TASK DESCRIPTION
Return the following listing verbatim, reproducing every line unchanged.
==============================
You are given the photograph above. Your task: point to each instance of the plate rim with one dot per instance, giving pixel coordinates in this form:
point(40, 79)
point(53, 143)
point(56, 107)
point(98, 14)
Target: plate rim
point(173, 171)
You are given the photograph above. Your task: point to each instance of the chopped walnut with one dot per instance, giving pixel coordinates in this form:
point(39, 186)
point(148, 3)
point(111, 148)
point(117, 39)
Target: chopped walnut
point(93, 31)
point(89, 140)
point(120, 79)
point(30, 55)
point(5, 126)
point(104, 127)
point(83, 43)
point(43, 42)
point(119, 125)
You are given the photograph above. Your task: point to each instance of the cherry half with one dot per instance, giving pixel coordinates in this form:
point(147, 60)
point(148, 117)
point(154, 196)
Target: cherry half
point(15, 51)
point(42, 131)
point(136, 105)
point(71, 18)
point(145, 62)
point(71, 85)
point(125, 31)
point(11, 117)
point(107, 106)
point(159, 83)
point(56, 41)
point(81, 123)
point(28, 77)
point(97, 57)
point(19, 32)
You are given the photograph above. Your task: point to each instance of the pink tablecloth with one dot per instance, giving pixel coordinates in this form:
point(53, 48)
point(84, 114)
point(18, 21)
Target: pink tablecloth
==============================
EXPECTED OUTPUT
You are given the photograph above. Your task: point to each instance of the plate rim with one dot per instance, giving pixel coordinates in this form:
point(40, 79)
point(53, 143)
point(56, 107)
point(98, 14)
Target: plate rim
point(173, 171)
You are given the photograph above. Your task: point to each instance of the chopped walnut with one dot per instance, giving pixel coordinates in this form:
point(39, 186)
point(148, 3)
point(111, 148)
point(117, 39)
Target: chopped walnut
point(93, 31)
point(89, 140)
point(120, 79)
point(30, 55)
point(5, 126)
point(104, 127)
point(83, 43)
point(43, 42)
point(119, 125)
You are given the photograph above. Your task: point to each instance of the cherry half with one dot per instance, giving pixel coordinates in this form:
point(147, 60)
point(148, 117)
point(154, 196)
Target: cherry half
point(15, 51)
point(42, 131)
point(136, 105)
point(71, 18)
point(145, 62)
point(71, 85)
point(125, 31)
point(11, 117)
point(107, 106)
point(159, 83)
point(56, 41)
point(81, 123)
point(28, 77)
point(97, 57)
point(19, 32)
You are given the photograph above. Your task: point to each instance of the pink tablecloth with one dot per instance, giving pixel coordinates in this form:
point(53, 48)
point(84, 114)
point(18, 21)
Target: pink tablecloth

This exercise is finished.